-- Page start --

Indexing and slicing on a ``MultiIndex`` is designed to be intuitive, and it helps if you think about the indices as added dimensions.

#### 3.1. Access single elements in multiply indexed ``Series`` by multiple terms 
________________________________

In [None]:
pop

In [None]:
pop['California', 2000]

#### 3.2. Partial indexing, or indexing just one of the levels in the index.
-------------------
* the result is another ``Series``, with the lower-level indices maintained:

In [None]:
pop['California']

In [None]:
pop['California'][2010]

* Partial slicing is available as well, as long as the ``MultiIndex`` is sorted :

In [None]:
pop.loc['California':'New York']

* With **sorted** indices, partial indexing can be performed on lower levels by passing an empty slice in the first index:

In [None]:
pop[:, 2000]

* Other types of indexing and selection work as well; for example, selection based on Boolean masks:

In [None]:
pop[pop > 22000000]

* Selection based on fancy indexing also works:

In [None]:
pop.loc[['California', 'Texas']]

In [None]:
pop.loc[['California', 'Texas']][1]

## 4. Multiply indexed ``DataFrames``
____________________________

A multiply indexed ``DataFrame`` behaves in a similar manner as ``Series``.

-- Page end --
-- Entries supplied start --

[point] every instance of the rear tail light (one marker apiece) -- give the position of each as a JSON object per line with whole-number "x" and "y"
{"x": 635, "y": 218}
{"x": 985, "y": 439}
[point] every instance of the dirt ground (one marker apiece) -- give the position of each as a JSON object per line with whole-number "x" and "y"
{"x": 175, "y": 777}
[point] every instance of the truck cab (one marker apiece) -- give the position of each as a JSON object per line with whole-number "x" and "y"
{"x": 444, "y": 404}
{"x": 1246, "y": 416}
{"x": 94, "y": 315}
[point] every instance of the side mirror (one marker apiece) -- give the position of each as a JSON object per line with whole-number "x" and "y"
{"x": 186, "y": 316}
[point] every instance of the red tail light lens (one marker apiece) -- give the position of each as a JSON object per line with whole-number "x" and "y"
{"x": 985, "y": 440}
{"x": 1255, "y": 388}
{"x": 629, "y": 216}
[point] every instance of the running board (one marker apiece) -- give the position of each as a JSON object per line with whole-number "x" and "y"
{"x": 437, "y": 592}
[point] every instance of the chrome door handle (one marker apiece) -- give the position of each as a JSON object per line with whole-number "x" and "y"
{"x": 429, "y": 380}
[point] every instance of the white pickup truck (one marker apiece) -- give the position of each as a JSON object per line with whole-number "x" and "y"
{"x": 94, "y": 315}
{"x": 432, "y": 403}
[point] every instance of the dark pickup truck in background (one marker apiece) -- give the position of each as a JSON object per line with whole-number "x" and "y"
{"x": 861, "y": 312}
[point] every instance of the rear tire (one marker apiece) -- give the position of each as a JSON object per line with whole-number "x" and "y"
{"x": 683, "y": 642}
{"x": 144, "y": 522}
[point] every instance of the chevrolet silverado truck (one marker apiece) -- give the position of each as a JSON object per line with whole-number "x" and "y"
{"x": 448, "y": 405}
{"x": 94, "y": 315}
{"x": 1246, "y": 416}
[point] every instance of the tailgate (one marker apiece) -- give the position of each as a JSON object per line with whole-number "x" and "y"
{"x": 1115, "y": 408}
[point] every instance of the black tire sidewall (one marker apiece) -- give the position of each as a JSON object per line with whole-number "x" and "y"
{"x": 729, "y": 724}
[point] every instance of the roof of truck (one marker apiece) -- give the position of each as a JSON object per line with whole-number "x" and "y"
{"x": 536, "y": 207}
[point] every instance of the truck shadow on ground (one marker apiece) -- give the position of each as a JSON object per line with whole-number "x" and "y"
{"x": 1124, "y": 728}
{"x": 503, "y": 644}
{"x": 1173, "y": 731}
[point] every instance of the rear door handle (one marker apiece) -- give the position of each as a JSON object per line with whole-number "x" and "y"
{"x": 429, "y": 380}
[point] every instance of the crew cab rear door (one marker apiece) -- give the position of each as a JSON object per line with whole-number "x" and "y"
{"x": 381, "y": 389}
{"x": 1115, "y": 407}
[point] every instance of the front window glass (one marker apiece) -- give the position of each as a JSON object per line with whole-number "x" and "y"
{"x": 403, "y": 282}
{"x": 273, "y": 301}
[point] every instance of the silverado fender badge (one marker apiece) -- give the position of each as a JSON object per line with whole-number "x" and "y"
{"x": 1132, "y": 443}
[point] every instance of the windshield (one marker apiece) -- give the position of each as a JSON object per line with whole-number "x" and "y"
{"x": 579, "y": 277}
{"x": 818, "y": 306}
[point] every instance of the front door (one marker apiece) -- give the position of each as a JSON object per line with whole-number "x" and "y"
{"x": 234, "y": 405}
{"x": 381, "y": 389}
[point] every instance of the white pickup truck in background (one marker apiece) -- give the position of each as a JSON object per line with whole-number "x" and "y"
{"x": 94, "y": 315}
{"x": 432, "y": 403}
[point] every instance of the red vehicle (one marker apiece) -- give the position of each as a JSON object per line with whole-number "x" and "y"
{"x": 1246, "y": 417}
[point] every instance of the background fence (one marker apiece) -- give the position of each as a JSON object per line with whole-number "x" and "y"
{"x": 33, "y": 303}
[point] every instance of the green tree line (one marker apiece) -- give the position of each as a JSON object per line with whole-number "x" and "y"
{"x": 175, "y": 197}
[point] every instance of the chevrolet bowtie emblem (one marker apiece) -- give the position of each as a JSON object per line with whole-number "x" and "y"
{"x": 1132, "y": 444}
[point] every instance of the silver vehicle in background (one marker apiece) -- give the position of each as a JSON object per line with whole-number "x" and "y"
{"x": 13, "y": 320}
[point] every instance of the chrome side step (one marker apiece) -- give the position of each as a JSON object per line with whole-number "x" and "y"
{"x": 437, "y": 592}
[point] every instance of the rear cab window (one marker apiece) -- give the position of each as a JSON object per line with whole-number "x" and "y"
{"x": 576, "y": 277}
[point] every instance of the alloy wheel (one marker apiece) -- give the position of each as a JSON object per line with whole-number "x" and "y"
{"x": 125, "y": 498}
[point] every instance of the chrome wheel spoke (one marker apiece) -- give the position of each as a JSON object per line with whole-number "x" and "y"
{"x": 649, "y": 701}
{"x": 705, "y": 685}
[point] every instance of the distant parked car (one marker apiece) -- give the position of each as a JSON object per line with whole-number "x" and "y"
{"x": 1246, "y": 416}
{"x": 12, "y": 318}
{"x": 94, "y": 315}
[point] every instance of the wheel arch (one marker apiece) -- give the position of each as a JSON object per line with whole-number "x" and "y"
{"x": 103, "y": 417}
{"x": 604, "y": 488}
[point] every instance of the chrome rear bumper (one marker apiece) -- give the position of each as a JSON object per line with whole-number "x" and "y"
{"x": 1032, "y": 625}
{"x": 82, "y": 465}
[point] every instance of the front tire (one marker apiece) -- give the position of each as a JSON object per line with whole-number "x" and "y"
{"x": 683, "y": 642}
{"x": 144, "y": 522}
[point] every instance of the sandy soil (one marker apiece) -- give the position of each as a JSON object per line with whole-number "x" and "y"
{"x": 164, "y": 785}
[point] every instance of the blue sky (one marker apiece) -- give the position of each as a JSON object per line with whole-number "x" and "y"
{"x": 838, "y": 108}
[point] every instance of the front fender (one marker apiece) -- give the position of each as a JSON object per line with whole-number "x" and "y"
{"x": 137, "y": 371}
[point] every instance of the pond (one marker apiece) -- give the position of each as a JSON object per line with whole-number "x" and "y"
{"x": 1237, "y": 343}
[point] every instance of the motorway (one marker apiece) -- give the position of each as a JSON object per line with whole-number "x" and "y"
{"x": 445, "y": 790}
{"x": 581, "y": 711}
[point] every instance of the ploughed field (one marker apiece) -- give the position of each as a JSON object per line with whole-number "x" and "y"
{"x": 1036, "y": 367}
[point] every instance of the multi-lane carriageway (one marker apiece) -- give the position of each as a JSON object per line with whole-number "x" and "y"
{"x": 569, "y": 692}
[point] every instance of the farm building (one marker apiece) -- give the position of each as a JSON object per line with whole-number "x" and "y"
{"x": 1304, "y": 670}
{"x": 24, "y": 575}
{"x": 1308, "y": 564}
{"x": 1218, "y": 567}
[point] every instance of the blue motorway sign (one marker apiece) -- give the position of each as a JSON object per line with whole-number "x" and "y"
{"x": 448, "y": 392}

-- Entries supplied end --

# [Required actions]
a) In the MultiIndex notes, rewrite the passage that begins at "Indexing and slicing" and stops after "in the index.", swapping "intuitive" for "natural".
b) According to the MultiIndex notes, what does partial indexing return?
c) Write what comes next in the MultiIndex notes, picking up after their final sentence.

# [Results for the exercise]
a)
Indexing and slicing on a ``MultiIndex`` is designed to be natural, and it helps if you think about the indices as added dimensions.

#### 3.1. Access single elements in multiply indexed ``Series`` by multiple terms 
________________________________

In [None]:
pop

In [None]:
pop['California', 2000]

#### 3.2. Partial indexing, or indexing just one of the levels in the index.

b) Another Series, with the lower-level indices maintained.

c)
#### 4.1. MultiIndex for columns
---------------------

* In a ``DataFrame``, the rows and columns are completely symmetric, and just as the rows can have multiple levels of indices, the columns can have multiple levels as well
* Because columns are primary in a ``DataFrame`` the syntax used for multiply indexed ``Series`` applies to the columns

In [None]:
# hierarchical indices and columns
index = pd.MultiIndex.from_product([[2013, 2014], [1, 2]],
                                   names=['year', 'visit'])
columns = pd.MultiIndex.from_product([['Bob', 'Guido', 'Sue'], ['HR', 'Temp']],
                                     names=['subject', 'type'])

In [None]:
# mock some data
data = np.round(np.random.randn(4, 6), 1)
data[:, ::2] *= 10
data += 37
data

In [None]:
# create the DataFrame
health_data = pd.DataFrame(data, index=index, columns=columns)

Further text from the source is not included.